(Problem statement)
Each entry here is to be restated word for word.

(Records for the task)
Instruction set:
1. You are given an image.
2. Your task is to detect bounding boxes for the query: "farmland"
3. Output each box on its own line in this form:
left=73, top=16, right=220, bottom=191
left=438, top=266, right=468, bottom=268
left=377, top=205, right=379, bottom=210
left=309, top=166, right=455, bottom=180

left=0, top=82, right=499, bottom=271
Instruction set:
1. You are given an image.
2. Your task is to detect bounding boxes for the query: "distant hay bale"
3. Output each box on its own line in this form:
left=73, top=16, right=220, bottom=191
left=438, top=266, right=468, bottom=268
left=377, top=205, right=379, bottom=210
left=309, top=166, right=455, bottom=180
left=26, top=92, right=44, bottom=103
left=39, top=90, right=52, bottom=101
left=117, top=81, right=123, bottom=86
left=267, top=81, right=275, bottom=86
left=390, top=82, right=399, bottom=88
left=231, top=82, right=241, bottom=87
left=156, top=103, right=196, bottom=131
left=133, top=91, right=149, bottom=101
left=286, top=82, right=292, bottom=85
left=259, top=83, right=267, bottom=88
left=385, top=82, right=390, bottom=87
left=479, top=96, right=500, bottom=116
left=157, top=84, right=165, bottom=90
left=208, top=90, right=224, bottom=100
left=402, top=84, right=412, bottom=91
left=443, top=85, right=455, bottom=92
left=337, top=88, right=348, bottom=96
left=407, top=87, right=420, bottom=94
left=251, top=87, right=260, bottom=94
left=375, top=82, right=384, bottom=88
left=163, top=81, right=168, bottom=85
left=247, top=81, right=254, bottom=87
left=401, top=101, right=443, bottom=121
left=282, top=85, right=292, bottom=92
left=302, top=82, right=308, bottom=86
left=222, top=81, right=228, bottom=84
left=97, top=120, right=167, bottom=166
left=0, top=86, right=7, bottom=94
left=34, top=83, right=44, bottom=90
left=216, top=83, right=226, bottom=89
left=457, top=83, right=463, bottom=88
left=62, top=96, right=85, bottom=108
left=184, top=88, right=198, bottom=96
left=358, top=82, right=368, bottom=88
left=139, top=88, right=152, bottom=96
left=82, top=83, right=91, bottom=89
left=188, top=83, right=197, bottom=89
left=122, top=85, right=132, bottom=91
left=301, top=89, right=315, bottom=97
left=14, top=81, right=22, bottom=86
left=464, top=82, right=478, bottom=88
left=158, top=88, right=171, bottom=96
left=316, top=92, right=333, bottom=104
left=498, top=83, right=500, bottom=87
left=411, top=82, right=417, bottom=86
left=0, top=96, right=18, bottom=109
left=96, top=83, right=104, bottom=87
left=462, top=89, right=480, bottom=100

(Completed task)
Instruction set:
1. You are given an image.
2. Your task is to detect bounding boxes for the query: "farmland"
3. Output each box on its own line in this form:
left=73, top=16, right=220, bottom=191
left=438, top=266, right=468, bottom=268
left=377, top=205, right=379, bottom=210
left=309, top=166, right=455, bottom=180

left=0, top=82, right=499, bottom=271
Instruction set:
1. You are given an image.
2. Your task is to detect bounding boxes for the query: "distant hay bale"
3. Output each box on its own line in this form:
left=73, top=16, right=220, bottom=191
left=438, top=266, right=468, bottom=268
left=377, top=205, right=379, bottom=210
left=309, top=166, right=455, bottom=180
left=26, top=92, right=44, bottom=103
left=39, top=90, right=52, bottom=101
left=117, top=81, right=123, bottom=86
left=267, top=81, right=275, bottom=86
left=390, top=82, right=399, bottom=88
left=231, top=82, right=241, bottom=87
left=156, top=103, right=196, bottom=131
left=133, top=91, right=149, bottom=101
left=286, top=82, right=292, bottom=85
left=259, top=83, right=267, bottom=88
left=385, top=82, right=390, bottom=87
left=479, top=96, right=500, bottom=116
left=157, top=84, right=165, bottom=90
left=208, top=90, right=224, bottom=100
left=402, top=84, right=412, bottom=91
left=443, top=85, right=455, bottom=92
left=337, top=88, right=348, bottom=96
left=407, top=87, right=420, bottom=94
left=251, top=87, right=260, bottom=94
left=375, top=82, right=384, bottom=88
left=163, top=81, right=168, bottom=85
left=247, top=81, right=254, bottom=87
left=401, top=101, right=443, bottom=121
left=282, top=85, right=292, bottom=92
left=302, top=82, right=308, bottom=86
left=222, top=81, right=228, bottom=84
left=97, top=120, right=167, bottom=166
left=0, top=86, right=7, bottom=94
left=34, top=83, right=44, bottom=90
left=216, top=83, right=226, bottom=89
left=457, top=83, right=463, bottom=88
left=62, top=96, right=85, bottom=108
left=184, top=88, right=198, bottom=96
left=358, top=82, right=368, bottom=88
left=139, top=88, right=152, bottom=96
left=82, top=83, right=91, bottom=89
left=188, top=83, right=197, bottom=89
left=122, top=85, right=132, bottom=91
left=301, top=89, right=315, bottom=97
left=14, top=81, right=22, bottom=86
left=464, top=82, right=478, bottom=88
left=158, top=88, right=171, bottom=96
left=316, top=92, right=333, bottom=104
left=498, top=83, right=500, bottom=87
left=411, top=82, right=417, bottom=86
left=0, top=96, right=18, bottom=109
left=96, top=83, right=104, bottom=87
left=462, top=89, right=480, bottom=100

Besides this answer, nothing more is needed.